Selected text:
L. T. Stuurman ¹*

¹ Utrecht University, The Netherlands

^* l.t.stuurman@students.uu.nl

Introduction

The long-term growth and maintenance of dunes depend strongly on aeolian transport (Rostal, 2024). Wind mobilizes grains, feeding the dunes and enabling adaptation to sea-level rise and storm impacts. Along the Dutch coasts, sediment availability is often the limiting factor, which has led to a policy of preserving the coastline through extensive nourishments (B.M. Hoonhout, 2017; Brand et al., 2022). Nourished sediment commonly differs in grain size distribution and shell content, which can strongly influence transport rates (van der Wal, 2000).

Despite the importance of aeolian beach-to-dune transport for long-term coastal safety, sediment transport models used in coastal planning typically rely on simplified representations of sand flux and uniform sediment properties that do not resolve small-scale processes well (Van IJzendoorn et al., 2023). Model calibration is therefore essential; however, field measurements often target large-scale processes, while laboratory experiments contain approximations of unknown variables. As a result, small-scale aeolian processes under controlled yet real field conditions remain underexplored. Bridging this gap requires novel experimental approaches that combine the benefits of controlled laboratory wind conditions, with the realism of in-situ field characteristics. 

Objective and Methods

This study aims to quantify aeolian sediment transport of nourished beach sand under controlled laboratory conditions and to evaluate the applicability of co-registered Structure-from-Motion (SfM) photogrammetry for measuring small-scale morphological change. By conducting experiments in a mobile wind flume, the research seeks to bridge the gap between field observations and controlled laboratory measurements, providing a “laboratory on the beach” approach to coastal aeolian processes.

Aeolian transport rates were determined by collecting transported sediment during each run and converting the measured mass to volumetric flux using bulk density estimates. Simultaneously, high-resolution surface models were generated using SfM from imagery acquired before and after each experiment. Photogrammetric processing produced digital elevation models, which are referenced and scaled to the flume’s internal geometry and differenced to quantify spatial patterns of erosion and deposition. Precision and reliability were assessed through repeated surface reconstructions and a comparison with reference volume differences.

Finally, a series of controlled flume experiments was conducted using sediment that mimics nourishment properties (i.e., mixtures were prepared to represent fine and coarser fractions, as well as different proportions of shell fragments). The morphological patterns and differences in transport volumes were analysed to determine trends between bed properties and realised aeolian transport.

Recorded data:
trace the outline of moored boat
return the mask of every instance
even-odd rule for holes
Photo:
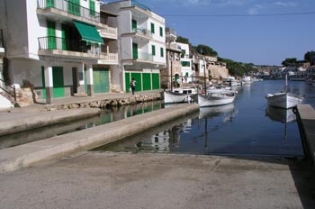
[[[219,106],[233,103],[235,93],[230,91],[209,95],[197,94],[193,95],[192,98],[200,107]]]
[[[194,88],[176,88],[173,92],[164,91],[161,94],[164,104],[188,103],[190,96],[196,94]]]

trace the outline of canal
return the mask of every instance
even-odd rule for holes
[[[232,104],[202,108],[196,115],[94,150],[302,157],[295,115],[292,110],[268,107],[265,98],[284,86],[284,80],[266,80],[239,86]],[[303,104],[314,105],[315,87],[292,81],[289,82],[289,91],[304,95]]]

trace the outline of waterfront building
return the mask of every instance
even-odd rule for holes
[[[182,76],[185,78],[184,82],[191,82],[195,77],[195,72],[193,69],[194,59],[190,56],[189,45],[187,43],[177,43],[182,50],[181,63],[182,63]]]
[[[115,85],[129,91],[135,78],[136,91],[159,89],[160,69],[166,64],[165,19],[135,0],[101,7],[118,14],[111,22],[118,28],[121,59],[112,75]]]
[[[33,85],[48,104],[110,92],[117,29],[99,0],[3,0],[0,19],[12,84]]]
[[[173,79],[182,75],[181,53],[182,50],[176,43],[176,32],[172,28],[166,29],[166,68],[161,69],[162,88],[169,88]]]

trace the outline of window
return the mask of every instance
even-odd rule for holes
[[[95,2],[90,0],[90,14],[94,16],[95,15]]]
[[[190,67],[190,61],[182,61],[183,67]]]
[[[154,34],[155,31],[154,31],[154,23],[151,23],[151,32],[152,34]]]
[[[163,37],[163,28],[159,27],[159,36]]]
[[[152,45],[152,55],[155,56],[156,55],[156,46]]]
[[[132,30],[137,29],[137,21],[131,20],[131,28]]]

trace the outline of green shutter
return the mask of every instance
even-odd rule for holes
[[[52,85],[53,97],[64,97],[65,96],[65,86],[63,78],[63,68],[62,67],[52,67]]]
[[[160,48],[160,54],[161,54],[161,58],[164,57],[164,49],[161,47]]]
[[[132,59],[138,59],[138,44],[132,43]]]
[[[154,31],[154,23],[151,23],[151,32],[152,34],[154,34],[155,31]]]
[[[48,49],[56,50],[55,22],[47,21]]]
[[[143,82],[143,91],[152,90],[150,73],[142,73],[142,82]]]
[[[152,88],[159,89],[159,74],[152,73]]]
[[[55,0],[46,0],[47,7],[55,7]]]
[[[94,16],[95,15],[95,2],[90,0],[90,14]]]
[[[137,29],[137,21],[131,20],[131,28],[132,30]]]
[[[45,68],[43,66],[41,66],[41,86],[42,98],[46,99]]]
[[[131,78],[136,79],[136,91],[142,91],[141,73],[131,73]]]
[[[152,55],[155,56],[156,55],[156,46],[152,45]]]

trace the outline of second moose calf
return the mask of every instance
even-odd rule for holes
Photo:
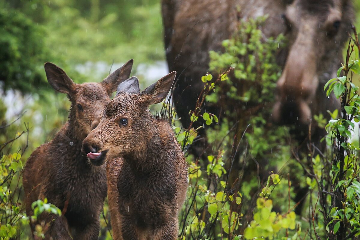
[[[141,93],[136,77],[122,83],[84,141],[91,162],[107,162],[115,239],[177,238],[187,165],[168,120],[153,116],[148,108],[165,98],[175,75],[170,73]]]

Set task 1:
According to the aeolian sand transport abstract, what is often the limiting factor along the Dutch coasts?
Set task 2:
Repeat the aeolian sand transport abstract between "This study aims" and "coastal aeolian processes.", inclusive.
Set task 3:
Extend the aeolian sand transport abstract past its final sentence.

Written answer 1:
Sediment availability.

Written answer 2:
This study aims to quantify aeolian sediment transport of nourished beach sand under controlled laboratory conditions and to evaluate the applicability of co-registered Structure-from-Motion (SfM) photogrammetry for measuring small-scale morphological change. By conducting experiments in a mobile wind flume, the research seeks to bridge the gap between field observations and controlled laboratory measurements, providing a “laboratory on the beach” approach to coastal aeolian processes.

Written answer 3:
Results

This study demonstrates that a combination of a mobile wind flume with high-resolution Structure-from-Motion (SfM) photogrammetry provides an effective approach to investigating small-scale aeolian processes under controlled field conditions. The method is able to resolve sub-millimetre surface changes, allowing ripple formation, scour development, and subtle redistribution patterns to be interpreted spatially, in addition to quantitative measurements of volume flux variations.

The achieved level of detail was shown to be valuable for understanding small-scale processes on nourished beaches. Experiments show that poorly sorted nourished sediments rapidly form armouring layers that suppress downwind transport beyond the initial coarse patches, and that increasing shell surface cover leads to a strong, nonlinear reduction in transport. Furthermore, the detailed SfM-derived pointclouds were shown to reliably detect changes in surface roughness within the flume through an analysis of the intra-cell standard deviation. All of the found trends and results show varying degrees of compatibility with results from prior research.

The combined experimental and SfM-based approach provides new insights into small-scale aeolian processes on nourished beaches, demonstrate the value of mobile flume experiments for improving process understanding, and thereby contributes to improved methods for calibration of variables in coastal aeolian transport modelling.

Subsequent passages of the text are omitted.